* Document section:
For a time he remained in the West Indies, where he
fell in love with Miss Anne Lascelles, whom he afterwards
married. In 1746 he returned to London, and, after
an unsuccessful attempt to practise medicine, he threw
himself with great vigor into the field of literature.
He was a man of strange and antagonistic features,
just and generous in theory, quarrelsome and overbearing
in practice. From the year 1746 his pen seems
to have been always busy. He first tried his
hand on some satires, which gained for him numerous
enemies; and in 1748 he produced his first novel,
Roderick
Random, which, in spite of its indecency, the world
at once acknowledged to be a work of genius:
the verisimilitude was perfect; every one recognized
in the hero the type of many a young North countryman
going out to seek his fortune. The variety is
great, the scenes are more varied and real than those
in Richardson and Fielding, the characters are numerous
and vividly painted, and the keen sense of ridicule
pervading the book makes it a broad jest from beginning
to end. Historically, his delineations are valuable;
for he describes a period in the annals of the British
marine which has happily passed away,—a
hard life in little stifling holds or forecastles,
with hard fare,—a base life, for the sailor,
oppressed on shipboard, was the prey of vile women
and land-sharks when on shore. What pictures
of prostitution and indecency! what obscenity of language!

* Exercise details:
Can you reproduce the entire passage about the author of Roderick Random word for word?

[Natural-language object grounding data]
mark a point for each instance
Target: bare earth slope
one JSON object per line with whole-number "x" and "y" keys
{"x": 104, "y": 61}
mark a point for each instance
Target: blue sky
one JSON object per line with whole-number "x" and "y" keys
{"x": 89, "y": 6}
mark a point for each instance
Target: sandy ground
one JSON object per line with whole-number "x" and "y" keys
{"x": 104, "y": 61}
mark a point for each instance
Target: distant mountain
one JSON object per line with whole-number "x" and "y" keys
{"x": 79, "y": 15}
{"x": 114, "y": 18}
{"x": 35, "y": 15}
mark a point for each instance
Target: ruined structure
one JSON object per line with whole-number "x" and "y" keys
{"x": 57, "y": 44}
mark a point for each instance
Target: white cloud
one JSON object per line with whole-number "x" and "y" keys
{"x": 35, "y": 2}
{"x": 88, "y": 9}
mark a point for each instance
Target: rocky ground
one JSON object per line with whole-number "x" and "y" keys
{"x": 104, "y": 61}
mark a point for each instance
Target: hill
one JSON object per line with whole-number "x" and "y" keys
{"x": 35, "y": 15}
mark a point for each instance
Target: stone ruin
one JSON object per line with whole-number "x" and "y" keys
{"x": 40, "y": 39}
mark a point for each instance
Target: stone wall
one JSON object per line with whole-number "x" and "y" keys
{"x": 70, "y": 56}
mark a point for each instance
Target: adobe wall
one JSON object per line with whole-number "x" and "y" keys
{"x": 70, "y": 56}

* Written solution:
For a time he remained in the West Indies, where he
fell in love with Miss Anne Lascelles, whom he afterwards
married. In 1746 he returned to London, and, after
an unsuccessful attempt to practise medicine, he threw
himself with great vigor into the field of literature.
He was a man of strange and antagonistic features,
just and generous in theory, quarrelsome and overbearing
in practice. From the year 1746 his pen seems
to have been always busy. He first tried his
hand on some satires, which gained for him numerous
enemies; and in 1748 he produced his first novel,
Roderick
Random, which, in spite of its indecency, the world
at once acknowledged to be a work of genius:
the verisimilitude was perfect; every one recognized
in the hero the type of many a young North countryman
going out to seek his fortune. The variety is
great, the scenes are more varied and real than those
in Richardson and Fielding, the characters are numerous
and vividly painted, and the keen sense of ridicule
pervading the book makes it a broad jest from beginning
to end. Historically, his delineations are valuable;
for he describes a period in the annals of the British
marine which has happily passed away,—a
hard life in little stifling holds or forecastles,
with hard fare,—a base life, for the sailor,
oppressed on shipboard, was the prey of vile women
and land-sharks when on shore. What pictures
of prostitution and indecency! what obscenity of language!